Emit the entire listing verbatim.
>> start INPUT FOR THIS TASK
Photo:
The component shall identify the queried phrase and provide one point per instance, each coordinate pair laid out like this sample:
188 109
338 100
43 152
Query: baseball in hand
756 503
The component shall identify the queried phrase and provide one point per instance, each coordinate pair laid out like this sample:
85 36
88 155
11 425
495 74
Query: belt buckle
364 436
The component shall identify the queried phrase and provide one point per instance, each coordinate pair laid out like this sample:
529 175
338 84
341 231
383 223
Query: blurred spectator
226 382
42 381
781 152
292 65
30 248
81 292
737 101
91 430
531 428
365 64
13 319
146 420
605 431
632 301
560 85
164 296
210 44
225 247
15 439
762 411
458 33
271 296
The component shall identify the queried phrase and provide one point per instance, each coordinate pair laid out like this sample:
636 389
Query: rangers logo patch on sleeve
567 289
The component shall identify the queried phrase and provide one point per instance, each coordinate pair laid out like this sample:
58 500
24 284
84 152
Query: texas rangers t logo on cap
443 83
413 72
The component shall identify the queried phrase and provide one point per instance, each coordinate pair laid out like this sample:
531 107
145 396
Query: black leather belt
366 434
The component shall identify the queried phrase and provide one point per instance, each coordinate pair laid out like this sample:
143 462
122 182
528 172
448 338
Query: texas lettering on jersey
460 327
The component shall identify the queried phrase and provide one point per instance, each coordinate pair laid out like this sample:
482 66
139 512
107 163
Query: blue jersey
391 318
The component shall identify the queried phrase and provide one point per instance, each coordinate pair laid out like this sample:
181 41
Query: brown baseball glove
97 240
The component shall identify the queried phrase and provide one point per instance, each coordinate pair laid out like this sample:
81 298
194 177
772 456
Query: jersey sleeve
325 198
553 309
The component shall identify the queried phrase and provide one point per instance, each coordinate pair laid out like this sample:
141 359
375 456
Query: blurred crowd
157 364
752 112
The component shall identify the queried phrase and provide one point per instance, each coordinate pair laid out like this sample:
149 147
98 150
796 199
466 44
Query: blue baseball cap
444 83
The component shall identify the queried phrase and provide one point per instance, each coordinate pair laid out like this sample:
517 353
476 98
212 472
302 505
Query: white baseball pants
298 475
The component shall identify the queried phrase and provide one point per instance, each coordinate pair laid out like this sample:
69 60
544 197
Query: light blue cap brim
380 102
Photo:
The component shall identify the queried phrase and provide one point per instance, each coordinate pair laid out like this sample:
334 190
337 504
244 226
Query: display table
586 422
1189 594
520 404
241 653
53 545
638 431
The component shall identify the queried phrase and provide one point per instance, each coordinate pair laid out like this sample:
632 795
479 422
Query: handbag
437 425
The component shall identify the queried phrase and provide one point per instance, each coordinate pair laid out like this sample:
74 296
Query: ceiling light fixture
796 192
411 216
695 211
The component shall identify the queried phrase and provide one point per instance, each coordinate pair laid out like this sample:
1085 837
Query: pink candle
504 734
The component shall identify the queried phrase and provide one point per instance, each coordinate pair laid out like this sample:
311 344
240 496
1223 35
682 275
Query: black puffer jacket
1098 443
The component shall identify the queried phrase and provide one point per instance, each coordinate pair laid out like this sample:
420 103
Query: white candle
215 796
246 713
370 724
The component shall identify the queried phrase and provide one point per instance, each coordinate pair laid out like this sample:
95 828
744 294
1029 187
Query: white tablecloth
>> end INPUT FOR THIS TASK
◆ WRITTEN RESPONSE
Photo:
The component shall identify the queried phrase and provide one point per instance, each coordinate pair laid out like this sample:
188 109
338 100
43 152
Query: baseball in hand
756 503
The component shall identify the queried phrase and provide one point per instance, each coordinate pair laid out like this sample:
85 36
88 155
11 425
495 74
Query: belt buckle
364 436
The component shall identify the queried phrase and provide one point per instance, each coordinate pair laid out like this sample:
529 175
338 84
341 231
383 223
Query: blurred spectator
226 382
42 381
781 152
292 65
30 248
81 292
737 101
91 430
531 428
365 64
13 319
146 420
605 431
632 301
560 85
164 296
210 44
225 247
15 439
762 411
458 33
271 296
The component shall identify the queried phrase and provide one point per instance, each coordinate pair laid out like this sample:
636 389
Query: rangers logo patch on sleeve
567 289
The component shall identify the queried phrase and provide one point per instance, each coordinate pair laid out like this sample:
58 500
24 284
84 152
Query: texas rangers t logo on cap
443 83
413 72
The component shall identify the queried phrase and provide one point per instance, each coordinate pair laid out like this sample:
531 107
145 396
Query: black leather belt
366 434
The component shall identify the queried phrase and provide one point per instance, each coordinate pair laid out like this sample:
143 462
122 182
528 172
448 338
Query: texas lettering on jersey
460 327
The component shall identify the queried phrase and provide one point per instance, each coordinate pair laid out like this sample:
482 66
139 512
107 163
Query: blue jersey
391 318
The component shall identify the queried phrase and provide one point per instance, each coordinate pair laid out like this sample:
181 41
Query: brown baseball glove
97 240
The component shall identify the queried phrase and provide one point per instance, each coordinate pair laid out like this sample:
81 298
194 177
772 456
Query: jersey sleeve
325 198
553 309
The component shall identify the queried phrase and provide one point per instance, each coordinate pair laid out like this sample:
141 359
375 456
Query: blurred crowd
157 364
752 112
The component shall identify the queried phrase and provide one point per instance, each coordinate pair laid out like this sample:
149 147
98 150
796 199
466 44
Query: blue baseball cap
444 83
The component shall identify the queried phrase and provide one point per instance, each coordinate pair laid out like this sample:
517 353
476 98
212 472
302 505
Query: white baseball pants
298 475
The component shall identify the queried phrase and provide one point per instance, each coordinate pair laid out like this sample:
69 60
544 197
Query: light blue cap brim
380 102
Photo:
The component shall identify the queried phrase and provide one point per instance, each coordinate pair laid out like this sample:
334 190
337 504
244 226
Query: display table
586 422
1189 594
520 404
241 653
53 545
638 431
The component shall identify the queried phrase and provide one point per instance, each coordinate pair laid out like this sample:
632 795
479 422
Query: handbag
437 425
The component shall identify the queried phrase and provide one point per instance, each coordinate pair laid out like this sample:
74 296
Query: ceiling light fixture
796 192
411 216
695 211
The component shall identify the queried phrase and provide one point per instance, each coordinate pair laid out like this sample:
1085 837
Query: pink candle
504 734
The component shall identify the queried phrase and provide one point per instance, each coordinate pair laid out like this sample:
311 344
240 496
1223 35
682 275
Query: black puffer jacket
1098 443
The component shall identify the queried phrase and provide one point per instance, each coordinate pair laid out like this sample:
420 103
Query: white candle
215 796
246 713
370 724
The component shall identify the queried phrase and provide one point per instance, each coordinate pair laid out like this sample:
95 828
744 294
1029 187
Query: white tablecloth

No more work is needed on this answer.